1. Yes, there tends to be two poles of interest. One is a photographer who likes trains, the other is a railfan with a camera. Neither is really better than the other--it's all about what makes YOU happy.

2. Try three things. First, always start with Light. Learn how to recognize it's direction, quality (harsh/soft,) color, and so on. Start "seeing" light. Then, learn how to use the light you are given. What kind of shots work best on sunny days? On cloudy days? At night? Mid day? Astronomical twilight? Then, look at photos from others that really inspire you. How did they use the Light? Learn how to analyze photos and backwards engineer where the Light was coming from and how it was used. Always start with Light. Can you find a photo you really really like where the Use of Light was not good? (No.)

Next learn how to place your subject in the frame.

Finally, slow down and consider how a location/moment makes you feel. Is it very cold? How can you compose the photo so the viewer feels the cold? Is this a lonely, desolate place? Crowded subway platform? How can you create a photo to transmit a feeling or emotion? Or, tell a little story? Most all of this kind of photography (google "pictorialist") relies on these concepts.

▶ AIM OF THE EXERCISE
Retype the train photography advice word for word, from start to finish. The material after this comes from a different source.

▶ DATA SECTION
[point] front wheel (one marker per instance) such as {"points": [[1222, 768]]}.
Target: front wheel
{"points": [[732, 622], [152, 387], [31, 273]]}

▶ THE RESPONSE
1. Yes, there tends to be two poles of interest. One is a photographer who likes trains, the other is a railfan with a camera. Neither is really better than the other--it's all about what makes YOU happy.

2. Try three things. First, always start with Light. Learn how to recognize it's direction, quality (harsh/soft,) color, and so on. Start "seeing" light. Then, learn how to use the light you are given. What kind of shots work best on sunny days? On cloudy days? At night? Mid day? Astronomical twilight? Then, look at photos from others that really inspire you. How did they use the Light? Learn how to analyze photos and backwards engineer where the Light was coming from and how it was used. Always start with Light. Can you find a photo you really really like where the Use of Light was not good? (No.)

Next learn how to place your subject in the frame.

Finally, slow down and consider how a location/moment makes you feel. Is it very cold? How can you compose the photo so the viewer feels the cold? Is this a lonely, desolate place? Crowded subway platform? How can you create a photo to transmit a feeling or emotion? Or, tell a little story? Most all of this kind of photography (google "pictorialist") relies on these concepts.